■ **PASSAGE TO READ**
····················
NAV Lending Reconsidered: A Tool That Solves One Problem and Creates Another
Jul 16, 2026
NAV lending has moved from niche financial product to standard liquidity infrastructure inside private equity in less than five years. Most established sponsors now have at least one NAV facility on their books. Many have several. The product is being marketed aggressively by specialty lenders, supported quietly by the GPs that use it, and discussed cautiously by the LPs that have to evaluate what it means for their exposure.
The basic structure is straightforward. A fund borrows against the aggregate net asset value of its portfolio. The borrowing is collateralized by the equity stakes the fund holds. The proceeds are used to make distributions to LPs, fund follow-on investments in existing portfolio companies, or finance bolt-on acquisitions. The interest is paid from portfolio company distributions or, more commonly, from eventual exit proceeds.
The product solves a real problem. Exit windows have lengthened. DPI has weakened. LPs are demanding distributions, sometimes urgently. Sponsors with high quality portfolios that are not yet ready for sale need a way to return capital without selling at a discount. NAV lending fills this gap.
It also creates a problem. The borrowing layers leverage on top of leverage. The portfolio companies are already leveraged at the operating company level. The fund now adds leverage at the fund level, secured against the same assets. The aggregate exposure to a downturn or an operational disappointment is materially larger than the operating leverage alone would suggest. And the LPs whose distributions are funded by this borrowing are, in some cases, not fully aware of what is being layered onto their economic exposure.
····················
■ **COLLECTED MATERIAL**
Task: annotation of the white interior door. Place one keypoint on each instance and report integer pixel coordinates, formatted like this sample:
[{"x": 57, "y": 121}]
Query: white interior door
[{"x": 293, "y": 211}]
····················
■ **EXERCISE DETAILS**
Rewrite the passage on NAV lending, starting with "The basic structure" and going on through "fills this gap.", with "bolt-on acquisitions" replaced by "add-on acquisitions". The lines above are separate material and do not belong to the passage on NAV lending.

■ **OUTPUT FOR THIS EXERCISE**
The basic structure is straightforward. A fund borrows against the aggregate net asset value of its portfolio. The borrowing is collateralized by the equity stakes the fund holds. The proceeds are used to make distributions to LPs, fund follow-on investments in existing portfolio companies, or finance add-on acquisitions. The interest is paid from portfolio company distributions or, more commonly, from eventual exit proceeds.
The product solves a real problem. Exit windows have lengthened. DPI has weakened. LPs are demanding distributions, sometimes urgently. Sponsors with high quality portfolios that are not yet ready for sale need a way to return capital without selling at a discount. NAV lending fills this gap.